▶ Exercise input:
● ● ● ●
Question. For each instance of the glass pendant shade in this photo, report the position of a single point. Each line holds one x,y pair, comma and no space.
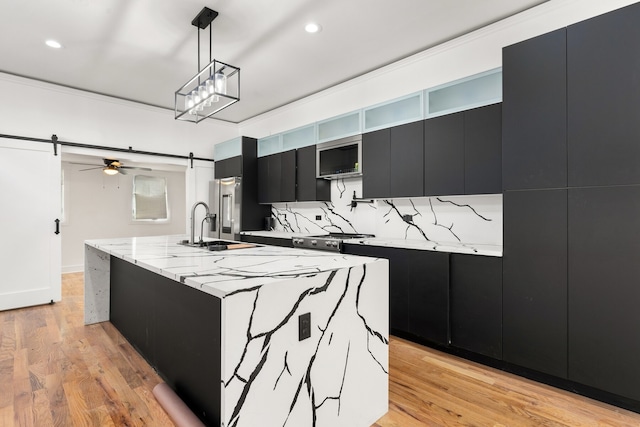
● ● ● ●
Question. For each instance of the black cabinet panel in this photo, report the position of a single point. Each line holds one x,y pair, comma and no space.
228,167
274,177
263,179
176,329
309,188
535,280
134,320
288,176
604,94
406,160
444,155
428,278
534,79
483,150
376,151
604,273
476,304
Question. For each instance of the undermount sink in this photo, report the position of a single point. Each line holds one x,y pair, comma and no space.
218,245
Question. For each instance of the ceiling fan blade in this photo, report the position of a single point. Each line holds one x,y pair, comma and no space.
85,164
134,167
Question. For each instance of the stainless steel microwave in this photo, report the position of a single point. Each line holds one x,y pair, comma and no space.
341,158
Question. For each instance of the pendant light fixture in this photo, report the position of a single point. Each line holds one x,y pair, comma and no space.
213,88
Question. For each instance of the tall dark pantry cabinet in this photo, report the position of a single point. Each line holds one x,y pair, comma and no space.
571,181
● ● ● ●
▶ Work to do: Gather every line of the rows above that contains the string "pendant", where case counts, and list those lines one per line.

▶ Result of the exercise:
Question. For each instance of the glass pendant shade in this photo, report the position of a single point. Each line holds one x,y pair, comma and no space.
Question. For each instance of the pendant light fixture in this photo, report the position of a single point. Each line holds one x,y pair, comma and no space.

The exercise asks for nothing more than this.